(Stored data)

####################

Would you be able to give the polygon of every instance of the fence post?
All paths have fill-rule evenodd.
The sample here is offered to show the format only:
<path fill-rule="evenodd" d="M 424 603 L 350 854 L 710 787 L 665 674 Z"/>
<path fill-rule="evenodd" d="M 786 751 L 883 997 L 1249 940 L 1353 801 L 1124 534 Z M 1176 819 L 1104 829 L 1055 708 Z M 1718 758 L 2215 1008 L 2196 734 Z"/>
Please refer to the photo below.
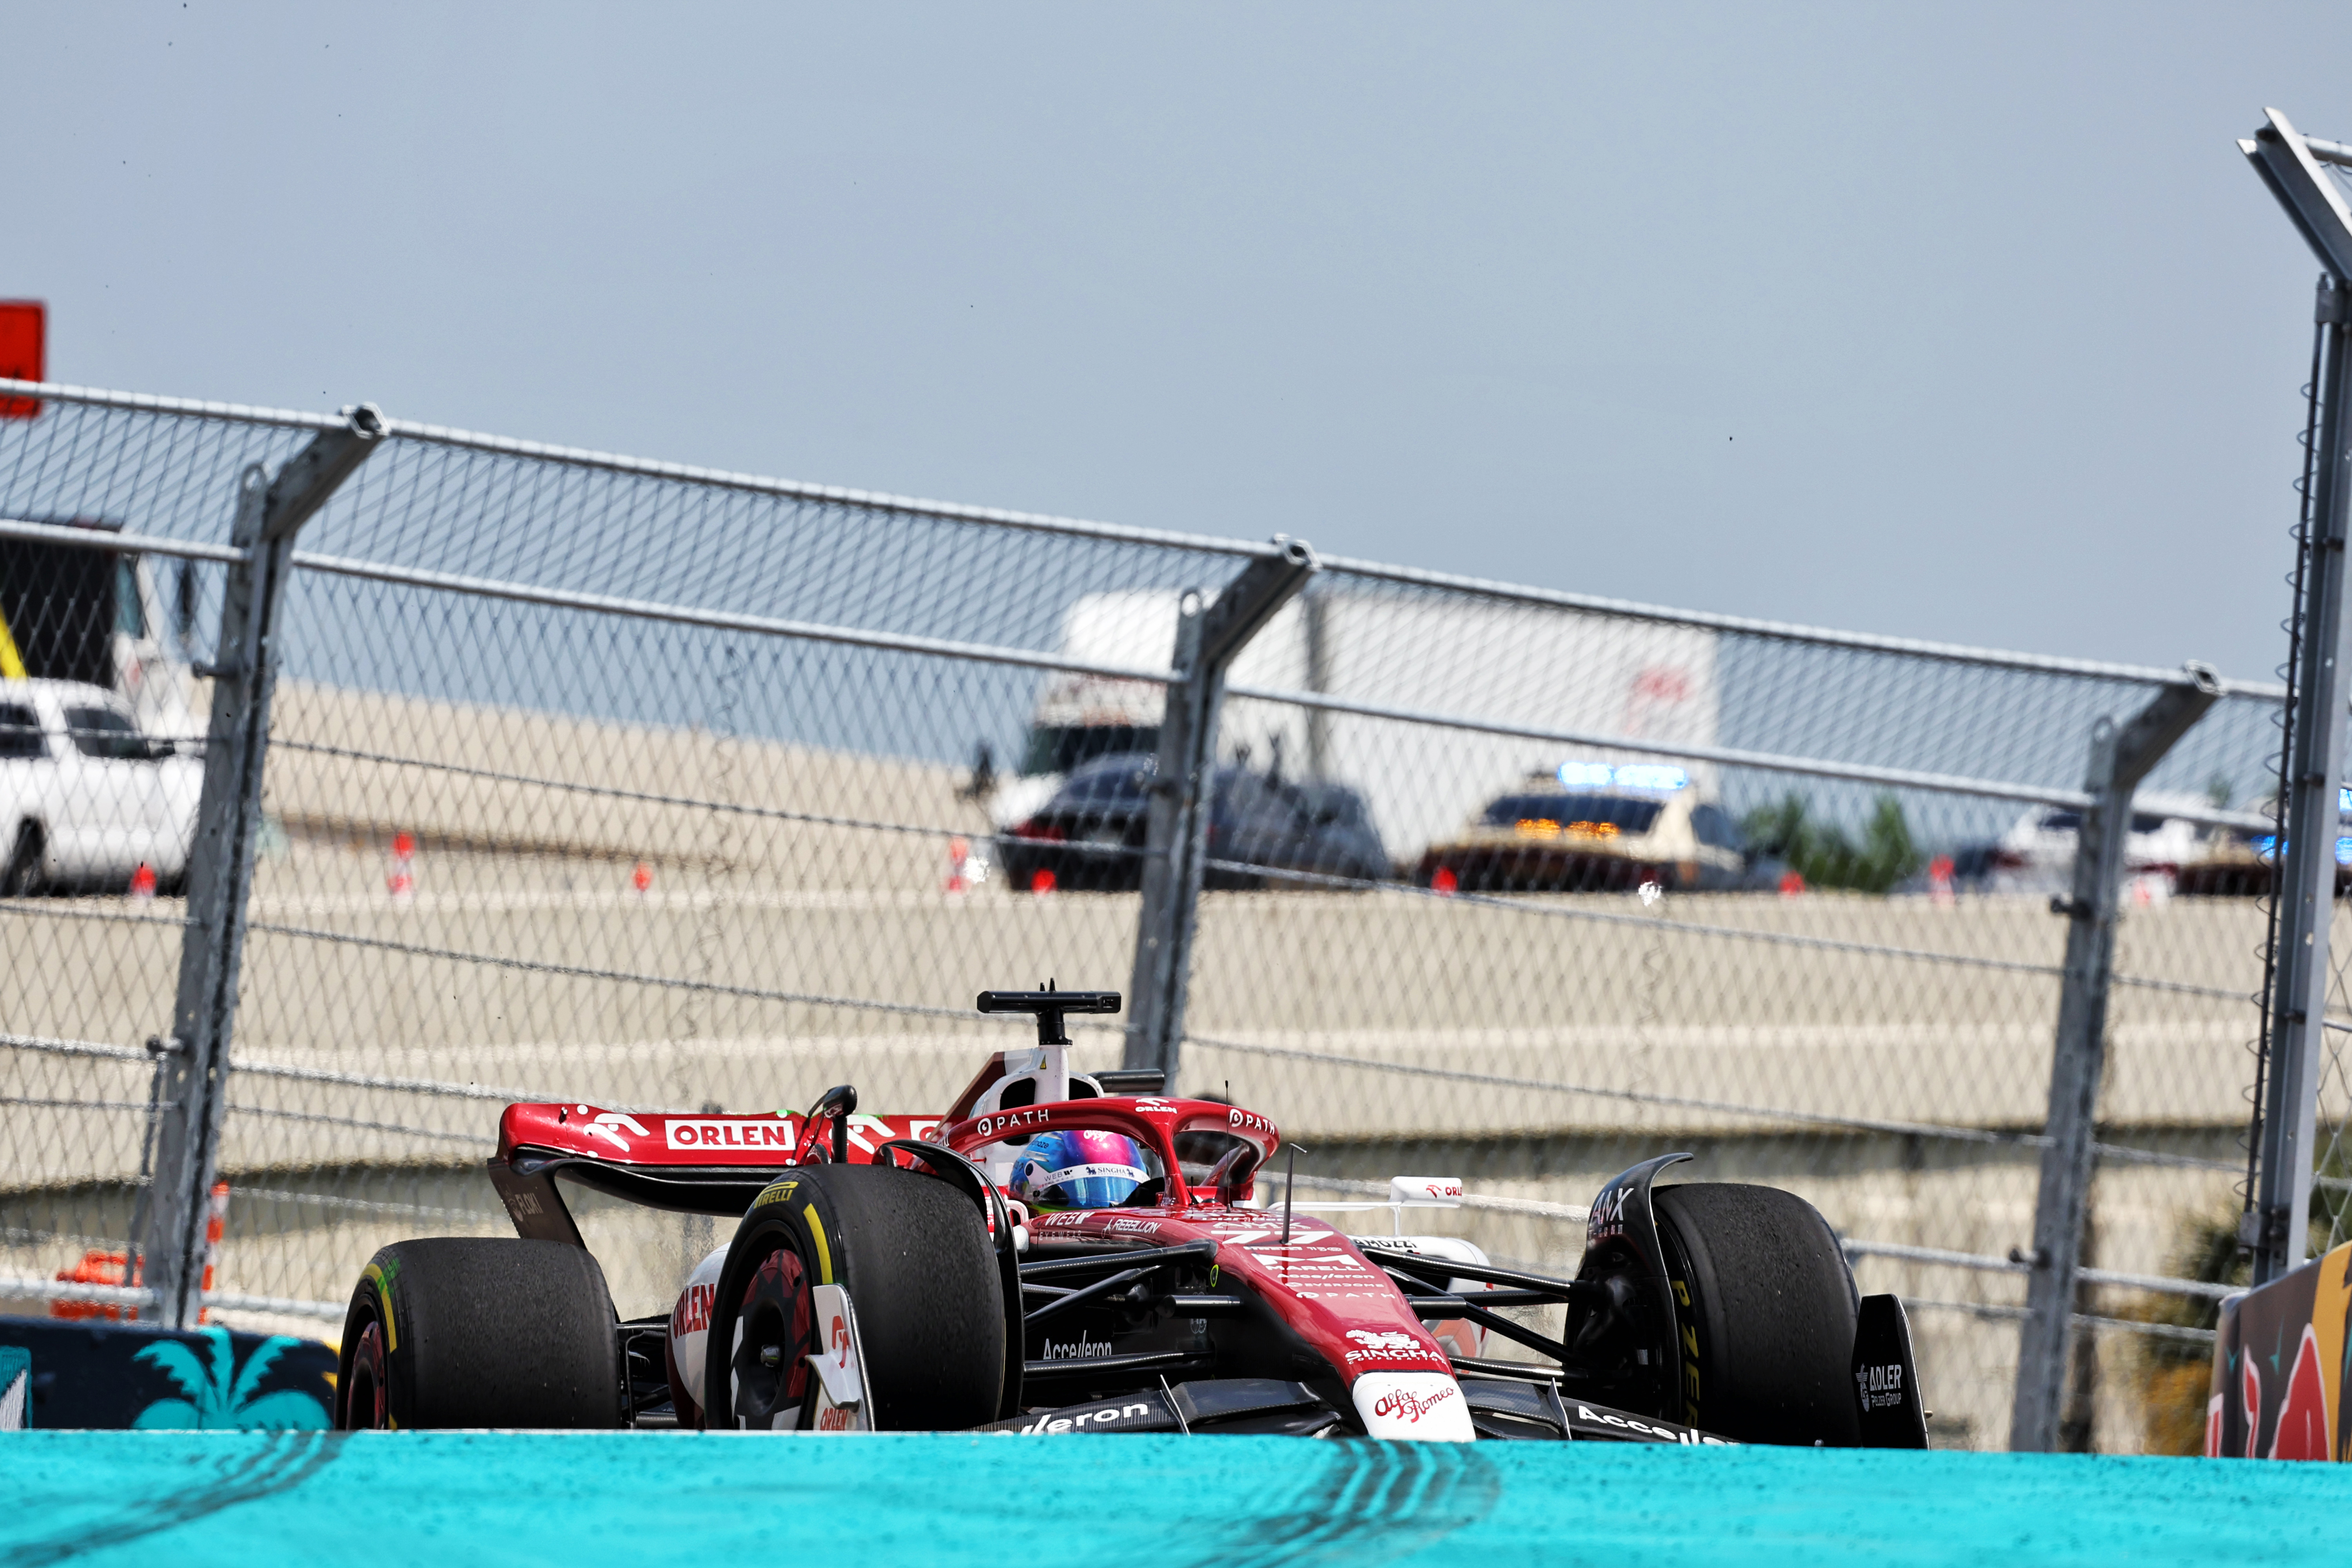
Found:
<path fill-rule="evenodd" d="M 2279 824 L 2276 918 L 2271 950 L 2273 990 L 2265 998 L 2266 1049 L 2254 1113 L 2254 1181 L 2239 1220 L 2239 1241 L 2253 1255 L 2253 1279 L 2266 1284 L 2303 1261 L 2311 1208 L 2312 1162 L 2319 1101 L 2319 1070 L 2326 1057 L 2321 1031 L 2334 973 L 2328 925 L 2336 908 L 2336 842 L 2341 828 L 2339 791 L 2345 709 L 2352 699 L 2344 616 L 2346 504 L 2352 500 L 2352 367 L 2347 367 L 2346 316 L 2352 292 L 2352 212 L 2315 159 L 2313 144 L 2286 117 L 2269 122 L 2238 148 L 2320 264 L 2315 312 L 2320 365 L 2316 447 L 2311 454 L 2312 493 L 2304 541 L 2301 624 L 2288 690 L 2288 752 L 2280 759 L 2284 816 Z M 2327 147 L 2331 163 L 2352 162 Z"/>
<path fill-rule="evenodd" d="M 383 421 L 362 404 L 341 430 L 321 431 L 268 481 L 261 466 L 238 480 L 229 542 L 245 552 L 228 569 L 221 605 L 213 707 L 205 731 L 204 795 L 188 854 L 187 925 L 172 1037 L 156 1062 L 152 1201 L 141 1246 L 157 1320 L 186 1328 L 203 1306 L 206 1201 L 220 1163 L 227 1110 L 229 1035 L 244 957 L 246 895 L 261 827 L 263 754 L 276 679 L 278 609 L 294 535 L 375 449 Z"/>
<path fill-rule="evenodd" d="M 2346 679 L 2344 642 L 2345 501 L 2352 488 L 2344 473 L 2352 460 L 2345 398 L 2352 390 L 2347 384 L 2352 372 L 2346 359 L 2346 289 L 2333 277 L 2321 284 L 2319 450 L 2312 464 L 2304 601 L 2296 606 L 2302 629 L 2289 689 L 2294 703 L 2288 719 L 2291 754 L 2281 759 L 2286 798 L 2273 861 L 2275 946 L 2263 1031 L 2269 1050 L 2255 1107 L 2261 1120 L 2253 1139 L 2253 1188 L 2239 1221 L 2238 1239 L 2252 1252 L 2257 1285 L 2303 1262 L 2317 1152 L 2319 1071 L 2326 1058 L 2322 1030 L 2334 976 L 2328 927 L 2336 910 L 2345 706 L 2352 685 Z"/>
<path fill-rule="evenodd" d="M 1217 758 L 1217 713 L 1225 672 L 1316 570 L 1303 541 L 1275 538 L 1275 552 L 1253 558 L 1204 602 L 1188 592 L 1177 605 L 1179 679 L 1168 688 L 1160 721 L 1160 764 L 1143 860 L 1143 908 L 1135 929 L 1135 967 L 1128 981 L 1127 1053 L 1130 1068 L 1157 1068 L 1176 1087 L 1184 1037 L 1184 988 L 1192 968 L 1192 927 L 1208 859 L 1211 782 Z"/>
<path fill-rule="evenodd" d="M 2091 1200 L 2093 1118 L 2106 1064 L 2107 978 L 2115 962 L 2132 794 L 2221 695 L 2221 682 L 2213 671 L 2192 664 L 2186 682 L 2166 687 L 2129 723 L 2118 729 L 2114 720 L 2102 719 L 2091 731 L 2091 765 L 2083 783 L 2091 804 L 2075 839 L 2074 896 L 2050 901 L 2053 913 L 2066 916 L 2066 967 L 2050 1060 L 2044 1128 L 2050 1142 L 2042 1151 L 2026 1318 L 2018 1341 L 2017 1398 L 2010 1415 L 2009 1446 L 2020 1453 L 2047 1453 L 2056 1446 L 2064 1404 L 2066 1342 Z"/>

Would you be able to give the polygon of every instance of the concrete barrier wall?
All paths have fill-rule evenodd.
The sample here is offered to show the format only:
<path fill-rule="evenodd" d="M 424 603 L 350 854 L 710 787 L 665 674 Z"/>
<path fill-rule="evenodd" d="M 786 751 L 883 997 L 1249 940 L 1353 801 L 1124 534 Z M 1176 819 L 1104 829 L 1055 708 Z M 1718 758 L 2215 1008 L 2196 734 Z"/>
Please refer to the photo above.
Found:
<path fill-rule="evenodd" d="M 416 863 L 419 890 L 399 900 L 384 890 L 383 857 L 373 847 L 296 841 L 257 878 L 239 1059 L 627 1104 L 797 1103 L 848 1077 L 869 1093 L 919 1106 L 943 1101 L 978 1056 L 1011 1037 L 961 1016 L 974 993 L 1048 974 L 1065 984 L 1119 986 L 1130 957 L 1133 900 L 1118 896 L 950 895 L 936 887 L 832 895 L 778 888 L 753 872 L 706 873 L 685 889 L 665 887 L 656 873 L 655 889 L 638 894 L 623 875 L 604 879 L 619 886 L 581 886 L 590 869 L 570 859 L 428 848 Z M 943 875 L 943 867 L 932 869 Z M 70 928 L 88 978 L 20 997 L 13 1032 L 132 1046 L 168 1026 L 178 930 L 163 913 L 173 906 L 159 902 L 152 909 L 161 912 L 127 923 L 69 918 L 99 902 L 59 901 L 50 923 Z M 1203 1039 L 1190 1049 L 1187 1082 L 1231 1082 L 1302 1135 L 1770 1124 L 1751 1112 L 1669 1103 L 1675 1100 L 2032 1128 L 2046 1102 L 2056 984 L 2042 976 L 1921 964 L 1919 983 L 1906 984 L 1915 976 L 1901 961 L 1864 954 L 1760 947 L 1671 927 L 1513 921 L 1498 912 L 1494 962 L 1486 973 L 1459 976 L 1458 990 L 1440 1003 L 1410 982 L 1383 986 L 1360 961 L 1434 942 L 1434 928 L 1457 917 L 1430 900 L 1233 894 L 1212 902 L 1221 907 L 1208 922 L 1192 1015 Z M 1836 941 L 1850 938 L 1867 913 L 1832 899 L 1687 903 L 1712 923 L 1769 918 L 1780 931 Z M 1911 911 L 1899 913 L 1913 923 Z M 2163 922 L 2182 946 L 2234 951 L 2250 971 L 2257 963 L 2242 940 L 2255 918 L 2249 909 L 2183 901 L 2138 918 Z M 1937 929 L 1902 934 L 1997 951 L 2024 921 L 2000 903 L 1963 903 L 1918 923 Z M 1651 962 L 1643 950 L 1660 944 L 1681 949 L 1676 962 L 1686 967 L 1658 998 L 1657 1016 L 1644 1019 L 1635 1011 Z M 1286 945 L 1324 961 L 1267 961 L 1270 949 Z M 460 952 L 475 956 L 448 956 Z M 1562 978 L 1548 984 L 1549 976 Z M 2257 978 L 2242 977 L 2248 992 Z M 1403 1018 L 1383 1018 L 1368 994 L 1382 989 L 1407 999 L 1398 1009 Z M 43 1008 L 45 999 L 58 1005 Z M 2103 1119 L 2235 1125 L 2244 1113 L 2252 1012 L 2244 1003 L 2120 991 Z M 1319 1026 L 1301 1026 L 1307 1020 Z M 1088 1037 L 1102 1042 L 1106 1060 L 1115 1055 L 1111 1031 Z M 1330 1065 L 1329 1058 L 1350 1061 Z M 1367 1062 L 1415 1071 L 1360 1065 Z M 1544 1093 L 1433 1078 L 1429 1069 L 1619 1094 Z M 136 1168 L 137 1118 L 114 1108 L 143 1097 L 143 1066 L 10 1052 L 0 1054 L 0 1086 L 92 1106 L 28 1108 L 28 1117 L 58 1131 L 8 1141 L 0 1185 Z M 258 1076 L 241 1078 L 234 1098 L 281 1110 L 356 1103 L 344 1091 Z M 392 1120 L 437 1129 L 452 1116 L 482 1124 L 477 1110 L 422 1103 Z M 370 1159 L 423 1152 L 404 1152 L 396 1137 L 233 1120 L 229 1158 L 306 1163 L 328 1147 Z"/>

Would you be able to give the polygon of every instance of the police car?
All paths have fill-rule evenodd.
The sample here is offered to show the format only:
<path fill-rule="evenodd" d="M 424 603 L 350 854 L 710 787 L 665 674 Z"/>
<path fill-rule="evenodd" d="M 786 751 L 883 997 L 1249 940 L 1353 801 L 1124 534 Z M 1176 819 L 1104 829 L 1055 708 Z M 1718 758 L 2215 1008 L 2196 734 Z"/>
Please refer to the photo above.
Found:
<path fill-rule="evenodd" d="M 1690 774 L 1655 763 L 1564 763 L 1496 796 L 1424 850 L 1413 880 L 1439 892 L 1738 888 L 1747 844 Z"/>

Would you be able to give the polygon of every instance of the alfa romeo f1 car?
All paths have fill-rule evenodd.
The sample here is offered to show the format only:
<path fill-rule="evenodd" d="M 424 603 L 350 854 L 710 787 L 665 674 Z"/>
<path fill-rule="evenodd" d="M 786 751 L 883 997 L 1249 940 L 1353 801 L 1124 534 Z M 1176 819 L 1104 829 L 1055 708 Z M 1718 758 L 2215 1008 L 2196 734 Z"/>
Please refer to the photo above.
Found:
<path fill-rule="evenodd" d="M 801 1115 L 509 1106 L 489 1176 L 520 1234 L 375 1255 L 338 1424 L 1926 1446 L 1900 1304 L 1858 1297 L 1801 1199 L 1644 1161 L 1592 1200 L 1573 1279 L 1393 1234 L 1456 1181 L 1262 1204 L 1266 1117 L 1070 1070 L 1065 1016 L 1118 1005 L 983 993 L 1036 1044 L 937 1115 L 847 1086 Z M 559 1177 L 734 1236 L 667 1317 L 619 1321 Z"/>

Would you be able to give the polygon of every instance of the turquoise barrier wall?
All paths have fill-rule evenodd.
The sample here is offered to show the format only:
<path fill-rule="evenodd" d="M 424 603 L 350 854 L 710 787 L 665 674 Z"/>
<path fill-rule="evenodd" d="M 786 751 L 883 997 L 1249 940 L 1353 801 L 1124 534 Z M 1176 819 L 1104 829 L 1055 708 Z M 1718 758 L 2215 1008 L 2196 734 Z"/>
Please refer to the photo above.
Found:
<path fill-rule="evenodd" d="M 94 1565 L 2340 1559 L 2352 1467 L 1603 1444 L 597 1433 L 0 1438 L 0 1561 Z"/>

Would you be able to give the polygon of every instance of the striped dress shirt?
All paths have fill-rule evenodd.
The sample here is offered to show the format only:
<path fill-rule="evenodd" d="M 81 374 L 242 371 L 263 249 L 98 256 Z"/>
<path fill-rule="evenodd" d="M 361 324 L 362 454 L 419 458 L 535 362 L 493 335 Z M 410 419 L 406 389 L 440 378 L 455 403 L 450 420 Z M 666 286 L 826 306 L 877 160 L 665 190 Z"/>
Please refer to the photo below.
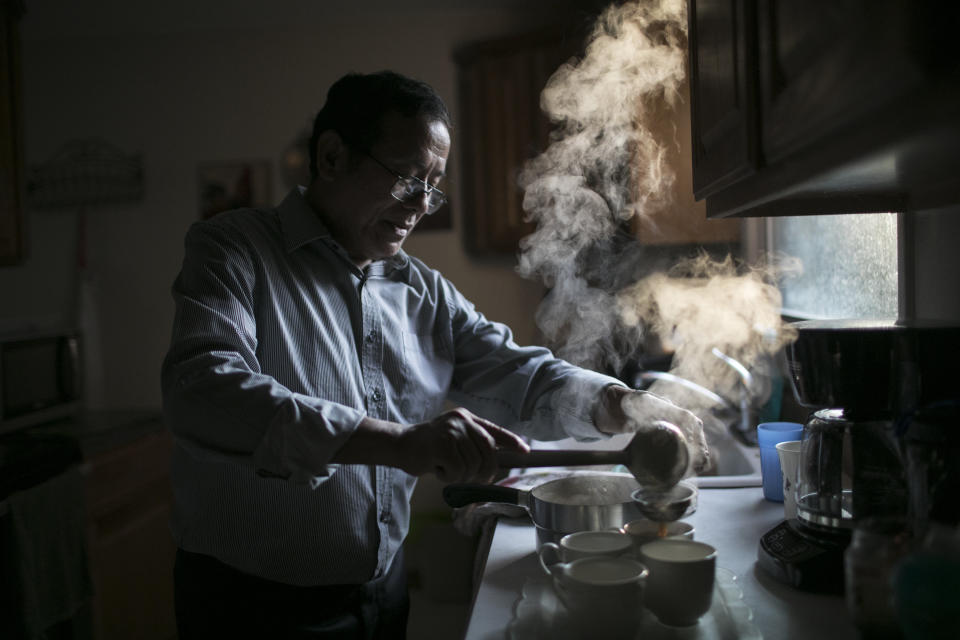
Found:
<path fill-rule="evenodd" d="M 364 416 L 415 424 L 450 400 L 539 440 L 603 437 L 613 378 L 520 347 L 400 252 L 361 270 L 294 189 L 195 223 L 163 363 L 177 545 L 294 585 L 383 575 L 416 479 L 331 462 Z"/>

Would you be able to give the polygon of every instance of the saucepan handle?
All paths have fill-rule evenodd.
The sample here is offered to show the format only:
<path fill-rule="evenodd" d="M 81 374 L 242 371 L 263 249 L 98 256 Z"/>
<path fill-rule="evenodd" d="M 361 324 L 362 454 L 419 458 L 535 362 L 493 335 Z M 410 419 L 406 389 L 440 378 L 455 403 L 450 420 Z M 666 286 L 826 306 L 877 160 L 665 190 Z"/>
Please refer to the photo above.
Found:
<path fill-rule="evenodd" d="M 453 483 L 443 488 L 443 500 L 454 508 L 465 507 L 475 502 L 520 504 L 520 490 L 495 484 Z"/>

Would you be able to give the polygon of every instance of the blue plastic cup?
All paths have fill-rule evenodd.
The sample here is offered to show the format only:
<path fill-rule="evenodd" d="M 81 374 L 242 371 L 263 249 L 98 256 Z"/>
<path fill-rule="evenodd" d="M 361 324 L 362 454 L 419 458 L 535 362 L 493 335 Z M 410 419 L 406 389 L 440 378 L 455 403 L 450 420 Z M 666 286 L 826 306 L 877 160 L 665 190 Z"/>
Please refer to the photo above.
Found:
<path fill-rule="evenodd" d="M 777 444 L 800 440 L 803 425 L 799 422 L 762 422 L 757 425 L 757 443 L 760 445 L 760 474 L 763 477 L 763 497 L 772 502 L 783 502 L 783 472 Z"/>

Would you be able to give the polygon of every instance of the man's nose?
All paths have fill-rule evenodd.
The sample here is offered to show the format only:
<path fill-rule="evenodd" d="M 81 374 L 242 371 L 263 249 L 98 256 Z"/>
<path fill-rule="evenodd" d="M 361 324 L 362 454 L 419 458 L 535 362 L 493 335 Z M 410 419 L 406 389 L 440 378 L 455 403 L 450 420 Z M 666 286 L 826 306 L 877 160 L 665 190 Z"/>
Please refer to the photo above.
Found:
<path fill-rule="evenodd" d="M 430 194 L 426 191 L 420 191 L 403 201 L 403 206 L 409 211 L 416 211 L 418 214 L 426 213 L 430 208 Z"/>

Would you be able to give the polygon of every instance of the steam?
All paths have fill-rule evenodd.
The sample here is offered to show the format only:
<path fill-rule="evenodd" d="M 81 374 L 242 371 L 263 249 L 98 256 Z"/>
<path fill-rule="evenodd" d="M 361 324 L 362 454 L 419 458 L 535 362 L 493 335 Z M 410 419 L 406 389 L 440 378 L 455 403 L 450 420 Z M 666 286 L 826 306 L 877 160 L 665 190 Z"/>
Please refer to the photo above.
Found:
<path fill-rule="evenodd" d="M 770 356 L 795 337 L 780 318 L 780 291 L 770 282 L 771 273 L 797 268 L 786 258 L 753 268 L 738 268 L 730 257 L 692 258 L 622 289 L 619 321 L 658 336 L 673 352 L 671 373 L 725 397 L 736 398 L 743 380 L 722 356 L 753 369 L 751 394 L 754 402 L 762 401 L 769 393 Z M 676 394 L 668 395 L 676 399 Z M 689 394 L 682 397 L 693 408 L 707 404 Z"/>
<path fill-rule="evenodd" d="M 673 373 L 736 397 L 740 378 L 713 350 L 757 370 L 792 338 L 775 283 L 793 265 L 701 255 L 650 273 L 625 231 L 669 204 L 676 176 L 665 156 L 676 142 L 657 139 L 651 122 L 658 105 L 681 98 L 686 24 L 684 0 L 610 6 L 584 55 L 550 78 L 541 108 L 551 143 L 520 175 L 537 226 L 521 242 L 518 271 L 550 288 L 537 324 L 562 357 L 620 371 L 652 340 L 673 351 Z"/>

####################

What is needed is one number: how many lines of the records above contain the word "able".

> [Answer section]:
10